START GIVEN INFORMATION

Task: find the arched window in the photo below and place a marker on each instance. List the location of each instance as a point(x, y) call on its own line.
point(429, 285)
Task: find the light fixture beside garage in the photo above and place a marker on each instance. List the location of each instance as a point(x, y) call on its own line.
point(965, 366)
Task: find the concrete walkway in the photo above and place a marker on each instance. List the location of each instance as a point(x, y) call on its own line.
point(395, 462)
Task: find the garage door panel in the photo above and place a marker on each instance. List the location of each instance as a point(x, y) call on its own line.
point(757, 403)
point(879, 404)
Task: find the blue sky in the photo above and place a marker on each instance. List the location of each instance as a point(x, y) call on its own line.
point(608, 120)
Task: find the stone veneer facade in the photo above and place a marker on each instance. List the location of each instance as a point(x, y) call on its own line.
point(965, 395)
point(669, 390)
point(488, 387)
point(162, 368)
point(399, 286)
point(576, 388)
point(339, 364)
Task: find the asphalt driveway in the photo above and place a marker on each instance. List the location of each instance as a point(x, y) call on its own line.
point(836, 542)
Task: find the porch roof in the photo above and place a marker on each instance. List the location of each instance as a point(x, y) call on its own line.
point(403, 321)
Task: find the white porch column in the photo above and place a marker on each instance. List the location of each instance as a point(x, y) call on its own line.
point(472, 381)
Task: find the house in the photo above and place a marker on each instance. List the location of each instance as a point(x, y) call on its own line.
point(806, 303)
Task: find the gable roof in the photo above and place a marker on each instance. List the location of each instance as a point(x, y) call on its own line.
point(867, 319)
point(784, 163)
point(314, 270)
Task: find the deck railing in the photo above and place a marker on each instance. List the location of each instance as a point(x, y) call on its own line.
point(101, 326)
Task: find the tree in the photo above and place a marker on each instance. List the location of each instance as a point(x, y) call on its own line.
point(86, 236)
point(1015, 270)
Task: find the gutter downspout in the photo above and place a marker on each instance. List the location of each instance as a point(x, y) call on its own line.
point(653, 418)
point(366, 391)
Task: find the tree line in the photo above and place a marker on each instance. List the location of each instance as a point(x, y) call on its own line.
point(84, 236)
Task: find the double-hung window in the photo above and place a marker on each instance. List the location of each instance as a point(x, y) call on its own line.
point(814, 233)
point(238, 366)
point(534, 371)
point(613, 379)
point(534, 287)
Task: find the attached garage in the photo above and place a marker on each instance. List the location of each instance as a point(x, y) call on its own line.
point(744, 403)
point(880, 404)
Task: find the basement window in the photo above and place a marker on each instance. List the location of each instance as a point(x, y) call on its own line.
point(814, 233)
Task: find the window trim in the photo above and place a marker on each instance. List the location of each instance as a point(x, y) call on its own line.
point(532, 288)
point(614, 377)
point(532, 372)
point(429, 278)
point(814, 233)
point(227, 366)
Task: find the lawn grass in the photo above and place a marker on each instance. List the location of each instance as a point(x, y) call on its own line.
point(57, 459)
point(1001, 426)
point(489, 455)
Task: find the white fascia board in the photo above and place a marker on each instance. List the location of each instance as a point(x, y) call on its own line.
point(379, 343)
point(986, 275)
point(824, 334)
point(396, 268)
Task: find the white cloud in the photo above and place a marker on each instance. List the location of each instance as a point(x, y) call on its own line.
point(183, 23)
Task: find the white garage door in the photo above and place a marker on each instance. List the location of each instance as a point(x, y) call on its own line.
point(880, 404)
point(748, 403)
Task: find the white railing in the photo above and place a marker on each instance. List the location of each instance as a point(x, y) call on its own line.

END GIVEN INFORMATION

## EXERCISE
The entries are to be repeated exactly, with nothing altered.

## TASK ANSWER
Task: find the arched window in the photo below and place a marker on each instance. List the location of each instance as a point(x, y) call on its own line.
point(429, 285)
Task: find the light fixture beside garage in the photo above and place a marker on each instance. List the location of each instance as a point(x, y) call on its own line.
point(965, 366)
Task: find the concrete walkway in the photo above and place a marker on each instance. List the location of each instance as a point(x, y) call on its own line.
point(395, 462)
Task: find the garage door panel in the photo above and place a marker on each instance. List the location of each instance as a point(x, y) call on its own line.
point(757, 403)
point(879, 404)
Task: find the blue sky in the photo above and place a marker on each instance. List the location of each instance as a point(x, y) call on its own line.
point(608, 120)
Task: find the stone veneer facade in the photo above and place a marker on each instance. List the location of each instance as a point(x, y) call on its own line.
point(965, 395)
point(669, 390)
point(488, 387)
point(162, 368)
point(399, 286)
point(576, 388)
point(339, 364)
Task: find the asphalt driveway in the photo above and place a marker on each instance. List the location of each instance as a point(x, y) call on its own line.
point(836, 542)
Task: find the porch roof in the photo above and place a marker on each instance. List the location of each instance as a point(x, y) call on its own line.
point(403, 321)
Task: find the white porch column in the photo above and place a marker on each instance. List the location of each instance as a point(x, y) call on its own line.
point(472, 381)
Task: find the house in the photo above and place a marker on each instance. List the location of each instance as a point(x, y) call on its own line.
point(806, 303)
Task: find the gable roof in the photo above and place a marker on each instance. List the location of each instance as a point(x, y) call on its own line.
point(867, 319)
point(784, 163)
point(314, 270)
Task: find the deck railing in the photo above and place a marker on each instance. List the location of each instance as a point(x, y) call on its own line.
point(101, 326)
Task: find the tree in the photo above and place a marker on each instance. List the location of each instance as a point(x, y) call on its own line.
point(86, 236)
point(1015, 270)
Task: find the gutter downspout in the photo above and place a marker on each instance. List the location of each instance as a point(x, y) call on its own line.
point(653, 418)
point(366, 391)
Task: find the tree line in the photo above and place a marker on each instance. List the location of each instance as a point(x, y) call on its own line.
point(84, 236)
Task: find the double-hung window in the photo above and place a marker on each instance. List the location of each instance as a point(x, y) call on its own line.
point(814, 233)
point(238, 366)
point(534, 371)
point(613, 379)
point(534, 287)
Task: find the attached garage in the photo above and place a marker on each instance. List the location of each instance as a point(x, y) call on its own line.
point(744, 403)
point(880, 404)
Task: find the basement window in the photo above and place a marker on each instance. List the location of each instance as a point(x, y) call on its own line.
point(814, 233)
Task: find the window trim in the photo above and place a marker on each instance. List the location of each instance as a point(x, y) call on its own line.
point(532, 288)
point(614, 377)
point(532, 372)
point(429, 278)
point(814, 233)
point(227, 366)
Task: find the lawn grass in the photo above and place a marker on each instance. List the location of each instance as a point(x, y) call on its own line.
point(57, 459)
point(1001, 426)
point(489, 455)
Task: find the white fascia board in the photo above and place a marker on each instance. List the location of each instance as a point(x, y) call on its own line.
point(379, 343)
point(986, 275)
point(824, 334)
point(396, 268)
Task: find the white cloud in the photo above and place a marker on each instance. List the location of each instance as a point(x, y) call on its own line.
point(183, 23)
Task: find the white garage door in the photo above and place a marker on each instance. List the location of each instance as a point(x, y) call on its own line.
point(880, 404)
point(748, 403)
Task: find the white railing in the photo above and place a marker on each instance. List the location of each instance as a point(x, y) call on its own line.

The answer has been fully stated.